Pull out each line of the material below that contains the word "alloy" and copy it in full. Treat the match as case-sensitive.

━━━━━━━━━━━━━━━━

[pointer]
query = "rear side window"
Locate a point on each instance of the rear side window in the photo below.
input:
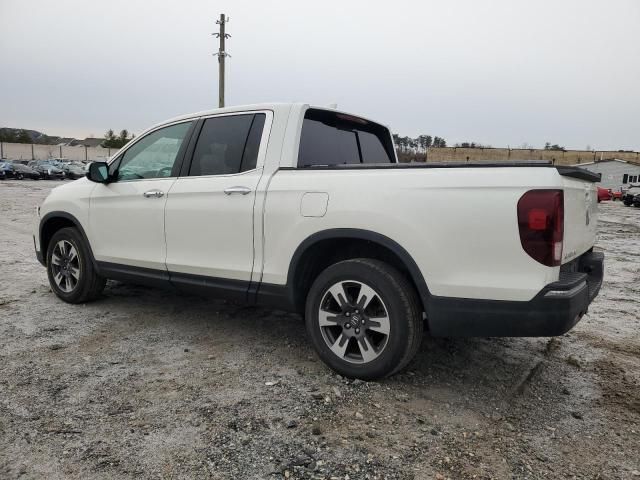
(227, 145)
(332, 138)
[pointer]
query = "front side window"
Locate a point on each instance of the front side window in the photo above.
(228, 145)
(154, 155)
(332, 138)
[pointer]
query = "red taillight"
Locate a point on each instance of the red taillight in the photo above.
(541, 225)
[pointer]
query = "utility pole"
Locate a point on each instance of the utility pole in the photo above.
(221, 56)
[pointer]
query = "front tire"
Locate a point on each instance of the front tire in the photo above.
(364, 318)
(71, 273)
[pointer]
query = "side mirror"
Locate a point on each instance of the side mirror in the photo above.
(98, 172)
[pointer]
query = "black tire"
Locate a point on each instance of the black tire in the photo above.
(89, 285)
(397, 298)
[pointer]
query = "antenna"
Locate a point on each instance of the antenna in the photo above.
(221, 56)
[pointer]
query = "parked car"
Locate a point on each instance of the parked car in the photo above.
(603, 194)
(615, 194)
(47, 169)
(73, 171)
(631, 192)
(20, 171)
(5, 168)
(307, 209)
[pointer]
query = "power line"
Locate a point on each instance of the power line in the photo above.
(222, 54)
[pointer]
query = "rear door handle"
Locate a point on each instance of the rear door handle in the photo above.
(240, 190)
(153, 194)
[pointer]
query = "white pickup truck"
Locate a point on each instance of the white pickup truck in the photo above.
(307, 209)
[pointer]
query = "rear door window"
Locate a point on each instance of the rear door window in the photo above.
(332, 138)
(228, 145)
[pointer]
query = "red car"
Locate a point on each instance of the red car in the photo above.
(603, 194)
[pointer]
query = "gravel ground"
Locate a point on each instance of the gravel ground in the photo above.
(154, 384)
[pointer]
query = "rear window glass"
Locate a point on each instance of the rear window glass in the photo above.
(332, 138)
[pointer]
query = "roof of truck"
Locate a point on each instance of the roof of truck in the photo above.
(262, 106)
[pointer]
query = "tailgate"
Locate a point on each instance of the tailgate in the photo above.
(580, 216)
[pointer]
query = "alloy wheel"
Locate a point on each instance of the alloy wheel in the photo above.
(354, 321)
(65, 266)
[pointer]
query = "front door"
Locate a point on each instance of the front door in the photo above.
(126, 216)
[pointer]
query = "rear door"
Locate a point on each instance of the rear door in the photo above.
(126, 217)
(210, 208)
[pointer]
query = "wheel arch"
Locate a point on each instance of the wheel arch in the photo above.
(54, 221)
(322, 249)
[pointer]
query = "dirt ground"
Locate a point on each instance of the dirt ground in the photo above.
(153, 384)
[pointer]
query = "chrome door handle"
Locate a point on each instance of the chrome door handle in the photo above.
(240, 190)
(153, 194)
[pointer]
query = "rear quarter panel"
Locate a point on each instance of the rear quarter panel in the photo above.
(458, 224)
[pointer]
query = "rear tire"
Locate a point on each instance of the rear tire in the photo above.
(71, 273)
(364, 318)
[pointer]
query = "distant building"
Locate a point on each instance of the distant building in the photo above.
(87, 142)
(615, 173)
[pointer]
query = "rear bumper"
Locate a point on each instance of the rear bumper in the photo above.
(553, 311)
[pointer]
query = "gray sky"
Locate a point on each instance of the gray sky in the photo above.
(496, 72)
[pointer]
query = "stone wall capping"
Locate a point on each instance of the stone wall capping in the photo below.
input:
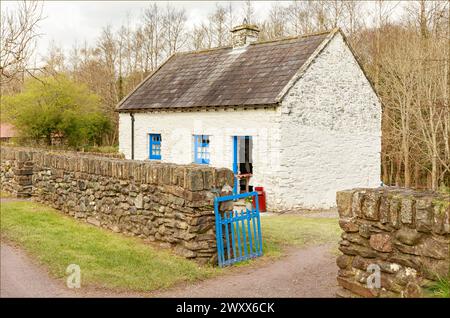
(162, 202)
(403, 231)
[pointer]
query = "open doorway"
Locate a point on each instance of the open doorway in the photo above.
(242, 163)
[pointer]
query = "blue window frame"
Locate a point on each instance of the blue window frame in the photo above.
(155, 146)
(201, 149)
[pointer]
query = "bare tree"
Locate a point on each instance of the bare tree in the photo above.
(19, 31)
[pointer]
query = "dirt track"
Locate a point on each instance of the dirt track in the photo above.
(306, 272)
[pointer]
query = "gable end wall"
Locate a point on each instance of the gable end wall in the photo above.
(330, 131)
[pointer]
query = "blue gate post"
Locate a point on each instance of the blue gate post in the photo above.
(234, 222)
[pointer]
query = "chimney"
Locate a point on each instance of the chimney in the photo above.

━━━━━━━━━━━━━━━━

# Finished exercise
query = "alloy wheel"
Locate a point on each instance of the alloy wheel in the photo above.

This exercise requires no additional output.